[Stored data entries]
— Begin —
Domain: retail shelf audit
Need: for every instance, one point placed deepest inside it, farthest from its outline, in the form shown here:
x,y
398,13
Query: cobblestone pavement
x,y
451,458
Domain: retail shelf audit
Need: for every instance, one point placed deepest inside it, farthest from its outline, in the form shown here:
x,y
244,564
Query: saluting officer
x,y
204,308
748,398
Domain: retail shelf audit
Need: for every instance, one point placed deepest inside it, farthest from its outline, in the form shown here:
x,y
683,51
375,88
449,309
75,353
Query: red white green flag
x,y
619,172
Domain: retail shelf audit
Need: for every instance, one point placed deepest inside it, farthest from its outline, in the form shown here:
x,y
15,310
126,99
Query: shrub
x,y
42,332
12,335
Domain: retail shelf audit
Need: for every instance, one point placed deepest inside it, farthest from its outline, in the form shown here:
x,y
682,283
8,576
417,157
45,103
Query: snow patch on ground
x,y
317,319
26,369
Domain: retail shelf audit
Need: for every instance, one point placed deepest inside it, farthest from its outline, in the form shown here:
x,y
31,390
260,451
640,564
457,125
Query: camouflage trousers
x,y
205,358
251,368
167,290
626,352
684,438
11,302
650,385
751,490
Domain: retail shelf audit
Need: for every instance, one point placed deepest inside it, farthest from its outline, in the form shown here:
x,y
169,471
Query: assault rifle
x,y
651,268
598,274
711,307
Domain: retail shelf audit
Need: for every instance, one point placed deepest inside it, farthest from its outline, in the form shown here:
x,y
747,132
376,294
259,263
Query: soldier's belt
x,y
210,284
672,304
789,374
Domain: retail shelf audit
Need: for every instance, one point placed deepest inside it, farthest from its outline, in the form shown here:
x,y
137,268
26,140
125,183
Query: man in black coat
— End —
- [GOAL OF THE EXERCISE]: Reproduce all of the entries above word for word.

- [WRITTEN RESPONSE]:
Domain: retail shelf audit
Need: for every instance, one point placed deepest inside it, farthest from its outline, in the form shown here:
x,y
398,13
Query: cobblestone pavement
x,y
451,458
Domain: retail shelf audit
Need: for every instance, one point placed deepest inside it, farthest from its outline, in the form shown here:
x,y
244,564
Query: saluting officer
x,y
204,308
748,398
Domain: retail shelf audit
Need: for every instance, one point placed deepest inside it, farthest from its outline, in the form shown here:
x,y
683,51
375,88
449,309
75,353
Query: red white green flag
x,y
619,172
Domain: retail shelf audit
Need: for every instance, one point placed deepest inside it, farthest from its outline, in the form shown here:
x,y
15,310
126,99
Query: shrub
x,y
42,332
12,335
Domain: retail shelf audit
Need: for every instance, one point placed deepest inside it, farthest from its outline, in the form shown here:
x,y
682,283
8,576
417,157
45,103
Query: snow patch on ground
x,y
317,319
26,369
Domain: retail shelf audit
Need: for every instance, one point placed deepest inside it, farthest from its outline, in the form shown here:
x,y
31,390
260,451
640,564
457,125
Query: camouflage trousers
x,y
205,358
251,368
167,290
626,352
684,438
11,302
650,385
751,490
Domain: retail shelf audit
Need: for every instance, one point placed deepest inside it, farthest from its outline, in the form shown here:
x,y
169,471
Query: assault rifle
x,y
651,268
598,274
711,307
Domain: retail shelf audit
Need: for every instance, one point placed deepest inside it, farthest from its outline, in the form shown here:
x,y
747,132
376,294
259,263
Query: soldier's belt
x,y
210,284
672,304
789,374
Domain: retail shelf audit
Need: for every instance, one point placed deepest inside it, farthest from its outline, in the form shown here:
x,y
137,268
26,140
125,183
Query: man in black coat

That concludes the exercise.